==== 表示本文 ====

幻覚が見える背景にはさまざまな病気が潜んでいます。ここでは認知症を中心に、幻覚と関わりやすい疾患についてお伝えします。
レビー小体型認知症と幻覚の特徴
レビー小体型認知症は、認知症の種類のひとつで、特に幻視の症状がよくみられます。発症初期から「虫がいる」「人がいる」などの幻覚が比較的鮮明に現れるのが特徴です。
この認知症になると、記憶障害よりもまず幻視や錯視(実際の物が違うものに見える現象)が目立ってきます。また、症状の変動が大きく、日によって状態が変わることもあります。家族が「なぜこんなことを言い出すのか」と驚かれることも多いですが、本人には現実と区別がつきにくく、強い不安を感じることもあります。
パーキンソン病や統合失調症など他の疾患
幻覚は認知症だけでなく、パーキンソン病や統合失調症、うつ病など他の病気でもみられることがあります。特にパーキンソン病では、治療中の薬が影響して幻覚が現れる場合があります。
また、統合失調症では若い世代でも幻覚がみられますが、内容は「虫」以外にも多岐にわたります。高齢者では、うつ病やせん妄といった一時的な精神状態の変化でも幻覚が一時的に現れることがあります。どの病気に由来するかを見極めるためにも、医師への相談が重要です。
薬の副作用や全身疾患による幻覚
幻覚は、薬の副作用として現れることもあります。特に高齢者は複数の薬を服用していることが多く、眠剤や抗うつ薬、パーキンソン病治療薬などで幻覚が出ることがあります。
また、感染症や脱水、腎臓や肝臓の疾患といった全身的な病気が背景にある場合も幻覚が起こることがあります。体調に変化があったり、最近薬が増えた場合などは、医師に相談して薬や病気の影響を確認してもらうことが大切です。
虫が見える幻覚への対応方法と家族ができるサポート

家族が「虫が見える」と訴えられたとき、どのように接し、どんなサポートができるかはとても大切です。ここでは、具体的な対応の仕方や環境づくりのポイントを解説します。
否定しない接し方と安心感を与える工夫
幻覚を訴えられたとき、つい否定したり、「そんなことはない」と言いたくなるかもしれません。しかし、本人にとっては現実そのものであり、頭ごなしに否定すると不安や混乱を強めてしまいます。
接し方のポイントをまとめると、次のとおりです。

==== 保存データ ====

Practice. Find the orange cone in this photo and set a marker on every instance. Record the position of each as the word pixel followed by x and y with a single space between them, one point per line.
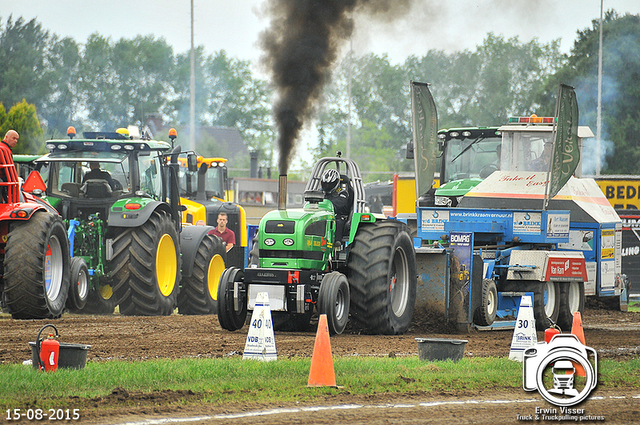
pixel 576 329
pixel 322 373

====

→ 問題 1
幻覚の背景となりうる全身的な病気として本文が挙げているものを、すべて書き出してください。
→ 問題 2
本文によると、レビー小体型認知症で記憶障害よりも先に目立ってくる症状は何か。
答えは本文だけを根拠とすること。

→ 演習結果 1
感染症、脱水、腎臓の疾患、肝臓の疾患

→ 演習結果 2
幻視や錯視